▶ **PASSAGE PROVIDED**
=====

Alcoholism is a family disease. It can be progressive and chronic and does not just affect the drinker. Family and friends of the alcoholic are also dramatically impacted.

When Someone You Love Has a Drinking Problem

The first thing a family member needs to recognize is that they cannot control the alcoholic.

Denial plays an initial role because no one wants to believe that his or her loved one has a drinking problem. Some people have the mind set that if they do not talk about it or acknowledge the problem, it will just go away. This will not happen.

Guilt and anger play a large role and cause friends and/or family members to believe that they should have done differently to prevent the problem from developing.

Dealing With Alcohol Addiction

Learning how to deal with an alcoholic, through an appropriate and often intricate support system, will help improve the alcoholic’s success of recovery.

Important points in dealing with an alcoholic include:

  • Do not take any blame yourself or allow the alcoholic to pass the blame.
  • Do not take responsibility for broken promises made by the drinker.

=====

▶ **DATA**
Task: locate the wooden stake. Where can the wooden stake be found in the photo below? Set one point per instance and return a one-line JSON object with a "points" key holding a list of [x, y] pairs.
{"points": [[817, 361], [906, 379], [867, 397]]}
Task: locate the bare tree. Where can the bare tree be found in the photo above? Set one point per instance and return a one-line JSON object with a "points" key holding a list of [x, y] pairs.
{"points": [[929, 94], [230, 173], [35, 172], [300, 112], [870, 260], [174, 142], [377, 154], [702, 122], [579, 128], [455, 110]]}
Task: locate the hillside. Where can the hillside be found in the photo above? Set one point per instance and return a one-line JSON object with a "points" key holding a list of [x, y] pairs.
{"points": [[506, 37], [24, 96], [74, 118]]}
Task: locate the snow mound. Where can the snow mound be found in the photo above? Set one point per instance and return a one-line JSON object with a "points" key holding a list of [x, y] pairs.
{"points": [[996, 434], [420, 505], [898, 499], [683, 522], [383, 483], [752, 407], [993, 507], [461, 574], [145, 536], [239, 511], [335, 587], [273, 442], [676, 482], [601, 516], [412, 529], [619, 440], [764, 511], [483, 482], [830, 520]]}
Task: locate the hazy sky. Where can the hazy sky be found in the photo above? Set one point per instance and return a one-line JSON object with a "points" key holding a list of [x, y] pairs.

=====

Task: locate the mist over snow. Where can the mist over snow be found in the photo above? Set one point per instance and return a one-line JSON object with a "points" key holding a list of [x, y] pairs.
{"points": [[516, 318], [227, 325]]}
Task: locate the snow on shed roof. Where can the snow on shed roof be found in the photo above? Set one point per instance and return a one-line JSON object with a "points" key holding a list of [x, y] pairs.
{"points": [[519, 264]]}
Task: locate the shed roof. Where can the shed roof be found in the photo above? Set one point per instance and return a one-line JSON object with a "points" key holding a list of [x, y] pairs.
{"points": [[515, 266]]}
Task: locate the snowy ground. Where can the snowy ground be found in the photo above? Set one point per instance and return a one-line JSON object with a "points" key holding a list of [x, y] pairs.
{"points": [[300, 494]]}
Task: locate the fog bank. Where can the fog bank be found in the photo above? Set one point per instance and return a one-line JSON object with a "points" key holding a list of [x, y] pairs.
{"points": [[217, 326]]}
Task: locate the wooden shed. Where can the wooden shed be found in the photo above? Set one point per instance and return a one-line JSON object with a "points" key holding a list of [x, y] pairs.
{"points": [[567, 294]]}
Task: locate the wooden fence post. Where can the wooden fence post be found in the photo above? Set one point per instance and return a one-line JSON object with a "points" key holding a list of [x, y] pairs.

=====

▶ **EXERCISE INSTRUCTIONS**
A - In the alcoholism passage, what is the first thing a family member needs to recognize?
B - Say whether each statement agrees with the alcoholism passage, answering yes or no and quoting the words that decide it.
(i) Not talking about a loved one's drinking problem will make it go away.
(ii) Guilt and anger can lead friends or family members to believe they should have done something differently to prevent the problem.
(iii) Family members should take responsibility for broken promises made by the drinker.
C - Please carry on the alcoholism passage from where it stops.

▶ **ANSWERS BY ITEM**
A - That they cannot control the alcoholic.

B -
(i) No: "This will not happen."
(ii) Yes: "Guilt and anger play a large role and cause friends and/or family members to believe that they should have done differently to prevent the problem from developing."
(iii) No: "Do not take responsibility for broken promises made by the drinker."

C -
  • Do not try to control the alcoholic.
  • Do not think you can cure the drinker.
  • Do not cover up for their actions or mistakes.

The Plan of Action

There is a great deal of language that goes along with the alcoholism recovery process. Understanding the terms will help family members understand the process.

Enabling happens when a loved one tries to help the alcoholic. An enabler does things for the alcoholic that they could and should be doing themselves. While being well meaning, they actually support the alcoholic’s behavior. Enabling allows the alcoholic to comfortably continue their unacceptable behavior and drinking.

To stop enabling:

  • Do not make excuses for the drinker.
  • Do not take over their responsibilities.
  • Do not cover up their actions.
  • Do not supply them with alcohol.
  • Do not drink with them.
  • Do not argue when they are drunk.
  • Do not get entangled in their life drama.

Tough love is when a loved one supports the person, not the addiction. It involves treating the alcoholic sternly with the intention of helping them in the long-term.

Relapse into the addiction is common. The family member has no control over that happening and needs to understand that concept.

Al-Anon and/or Alateen are a support system for family members and friends. Regularly scheduled meetings, telephone and Internet communication provide support from peers.

Teens/children are often fearful of the consequences of talking about their parent’s drinking or alcoholism. They can sometimes think that their own behavior caused the parent to abuse alcohol. Alateen offers support to children of alcoholics.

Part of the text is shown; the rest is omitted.